[Given records]
# # # # #
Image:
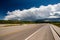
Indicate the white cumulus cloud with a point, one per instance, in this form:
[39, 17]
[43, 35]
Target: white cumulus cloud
# # # # #
[Problem requirements]
Pull the text of every item above out verbatim, line for line, and leave the pictures out.

[Written response]
Image:
Indicate the white cumulus cloud with a point, one per instance, in this form:
[39, 17]
[43, 35]
Target: white cumulus cloud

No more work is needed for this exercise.